Go to Google Groups Home    comp.lang.python
mini-howto: sorting

Michael Scharf <michael.sch...@gmx.de>

Andrew Dalke wrote:

> I know, it's somewhat silly, but I went through a little tutorial
> here showing a half dozen ways to sort a list with the built-in
> "sort" method.  It was short so I wrote it up in case it is
> deserving of a mini HOWTO.  (Yeah, I still haven't written up the
> exception classes HOWTO ):  I think it's deserving because there's
> not one spot in the manual or Lutz' book talking about the different
> ways.
[snip]
> >>> class CmpAttr:
> >>>     def __init__(self, attr):
> >>>         self.attr = attr
> >>>     def __call__(self, x, y):
> >>>         return cmp(getattr(x, self.attr), getattr(y, self.attr))

RAW RECORDS
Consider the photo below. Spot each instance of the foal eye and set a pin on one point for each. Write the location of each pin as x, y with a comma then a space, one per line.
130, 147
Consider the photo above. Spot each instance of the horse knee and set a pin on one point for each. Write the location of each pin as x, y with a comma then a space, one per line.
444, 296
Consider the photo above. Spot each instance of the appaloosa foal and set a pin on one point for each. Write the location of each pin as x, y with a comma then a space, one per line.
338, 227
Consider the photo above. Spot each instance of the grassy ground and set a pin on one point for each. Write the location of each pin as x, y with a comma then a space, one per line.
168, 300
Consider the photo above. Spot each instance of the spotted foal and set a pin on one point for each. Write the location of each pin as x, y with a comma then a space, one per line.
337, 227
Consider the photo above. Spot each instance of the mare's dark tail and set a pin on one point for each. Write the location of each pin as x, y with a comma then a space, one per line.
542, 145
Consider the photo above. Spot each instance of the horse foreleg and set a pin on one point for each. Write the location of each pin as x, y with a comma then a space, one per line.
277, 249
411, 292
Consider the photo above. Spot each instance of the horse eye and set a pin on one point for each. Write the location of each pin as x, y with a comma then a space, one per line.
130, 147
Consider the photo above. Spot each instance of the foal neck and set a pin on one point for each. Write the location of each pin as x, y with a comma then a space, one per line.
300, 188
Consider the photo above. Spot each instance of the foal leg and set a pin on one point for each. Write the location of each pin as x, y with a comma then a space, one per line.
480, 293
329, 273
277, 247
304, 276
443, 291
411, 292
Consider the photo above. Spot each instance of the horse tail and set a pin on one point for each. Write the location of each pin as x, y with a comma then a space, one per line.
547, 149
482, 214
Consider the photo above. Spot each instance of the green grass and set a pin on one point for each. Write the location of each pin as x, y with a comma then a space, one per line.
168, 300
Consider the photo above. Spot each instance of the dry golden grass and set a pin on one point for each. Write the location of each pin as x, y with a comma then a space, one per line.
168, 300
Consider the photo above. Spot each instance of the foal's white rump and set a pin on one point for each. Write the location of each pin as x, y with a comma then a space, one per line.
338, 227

EXERCISE REQUIREMENTS
1 > Write out the mini-howto sorting thread in full, word for word.
2 > Rewrite the entries from the line containing "Consider the photo above. Spot each instance of the foal's" through the end of the entries, replacing "white rump" with "spotted rump" and leaving everything else unchanged.

LIST OF SOLUTIONS
1 >
Go to Google Groups Home    comp.lang.python
mini-howto: sorting

Michael Scharf <michael.sch...@gmx.de>

Andrew Dalke wrote:

> I know, it's somewhat silly, but I went through a little tutorial
> here showing a half dozen ways to sort a list with the built-in
> "sort" method.  It was short so I wrote it up in case it is
> deserving of a mini HOWTO.  (Yeah, I still haven't written up the
> exception classes HOWTO ):  I think it's deserving because there's
> not one spot in the manual or Lutz' book talking about the different
> ways.
[snip]
> >>> class CmpAttr:
> >>>     def __init__(self, attr):
> >>>         self.attr = attr
> >>>     def __call__(self, x, y):
> >>>         return cmp(getattr(x, self.attr), getattr(y, self.attr))

2 >
Consider the photo above. Spot each instance of the foal's spotted rump and set a pin on one point for each. Write the location of each pin as x, y with a comma then a space, one per line.
338, 227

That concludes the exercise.